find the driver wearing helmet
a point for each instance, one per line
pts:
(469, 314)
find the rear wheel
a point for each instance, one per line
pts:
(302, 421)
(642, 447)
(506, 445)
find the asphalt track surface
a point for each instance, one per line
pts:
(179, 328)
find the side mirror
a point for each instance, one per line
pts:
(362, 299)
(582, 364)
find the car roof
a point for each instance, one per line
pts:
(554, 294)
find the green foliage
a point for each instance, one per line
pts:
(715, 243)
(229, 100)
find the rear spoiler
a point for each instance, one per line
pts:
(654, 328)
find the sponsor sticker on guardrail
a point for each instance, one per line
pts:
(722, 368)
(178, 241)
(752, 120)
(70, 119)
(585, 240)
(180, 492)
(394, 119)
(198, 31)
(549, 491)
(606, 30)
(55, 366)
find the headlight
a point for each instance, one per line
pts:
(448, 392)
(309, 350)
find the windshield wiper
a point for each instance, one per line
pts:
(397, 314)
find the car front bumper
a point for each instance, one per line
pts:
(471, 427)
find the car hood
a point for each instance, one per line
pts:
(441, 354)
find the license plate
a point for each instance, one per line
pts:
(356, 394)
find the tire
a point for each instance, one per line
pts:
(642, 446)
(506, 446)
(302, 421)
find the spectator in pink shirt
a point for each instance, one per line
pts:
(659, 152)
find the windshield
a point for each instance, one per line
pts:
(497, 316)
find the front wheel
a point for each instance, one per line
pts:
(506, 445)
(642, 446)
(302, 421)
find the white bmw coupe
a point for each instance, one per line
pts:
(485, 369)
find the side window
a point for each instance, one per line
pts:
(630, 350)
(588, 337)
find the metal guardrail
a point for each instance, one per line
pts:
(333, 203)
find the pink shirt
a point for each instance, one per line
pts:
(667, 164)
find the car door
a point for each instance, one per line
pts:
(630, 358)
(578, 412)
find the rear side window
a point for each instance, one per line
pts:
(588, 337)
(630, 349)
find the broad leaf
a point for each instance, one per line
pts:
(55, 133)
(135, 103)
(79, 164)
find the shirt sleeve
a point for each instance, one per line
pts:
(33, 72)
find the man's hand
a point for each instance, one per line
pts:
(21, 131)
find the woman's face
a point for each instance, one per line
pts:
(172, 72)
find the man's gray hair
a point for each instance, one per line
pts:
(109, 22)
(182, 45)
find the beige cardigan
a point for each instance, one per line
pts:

········

--- What you will do ---
Extract the entries above verbatim.

--- Complete answer ---
find the driver wearing helmet
a point for each instance, one per line
pts:
(469, 314)
find the rear wheel
a point for each instance, one per line
pts:
(302, 421)
(642, 447)
(506, 445)
find the asphalt track surface
a point for each instance, one per line
pts:
(179, 328)
find the side mirror
a point for each instance, one per line
pts:
(362, 299)
(582, 364)
find the car roof
a point for each instance, one per line
pts:
(554, 294)
find the green foliage
a point for each instance, one per line
pts:
(715, 243)
(229, 100)
find the rear spoiler
a point for each instance, one per line
pts:
(654, 328)
find the sponsor sticker on guardrail
a point for each instance, one per line
pts:
(722, 368)
(178, 241)
(752, 120)
(70, 119)
(585, 240)
(180, 492)
(394, 119)
(198, 31)
(549, 491)
(606, 30)
(55, 366)
find the headlight
a point for each instance, one per line
pts:
(448, 392)
(309, 350)
find the windshield wiper
a point for each instance, one per line
pts:
(397, 314)
find the car front bumper
a point for each instance, one per line
pts:
(471, 427)
find the car hood
a point for each instance, one per line
pts:
(441, 354)
find the license plate
a point for each instance, one per line
pts:
(356, 394)
find the tire
a point for each instance, one per line
pts:
(642, 446)
(506, 446)
(302, 421)
find the spectator in pink shirt
a point for each instance, one per line
pts:
(659, 152)
find the windshield
a point for each instance, one per line
pts:
(497, 316)
find the front wheel
a point for each instance, one per line
pts:
(506, 445)
(642, 446)
(302, 421)
find the white bmw coupe
a point for each instance, one per line
pts:
(485, 369)
find the side window
a point for each instance, one per line
pts:
(630, 350)
(588, 337)
find the metal guardrail
a point for each instance, one per line
pts:
(333, 203)
find the pink shirt
a point for each instance, one per line
pts:
(667, 164)
find the car door
a point for each instance, one per line
pts:
(630, 358)
(578, 412)
find the rear side window
a point for each instance, one per line
pts:
(588, 337)
(630, 349)
find the broad leaf
a point for each instance, one per line
pts:
(55, 133)
(135, 103)
(79, 164)
find the shirt sleeve
a point for each instance, one per line
pts:
(33, 72)
find the man's hand
a point for each instance, one per line
pts:
(21, 131)
find the woman's face
a point for each instance, one per line
pts:
(172, 72)
find the man's gray hair
a point for each instance, one per line
pts:
(109, 22)
(182, 45)
find the beige cardigan
a point for each instance, one per line
pts:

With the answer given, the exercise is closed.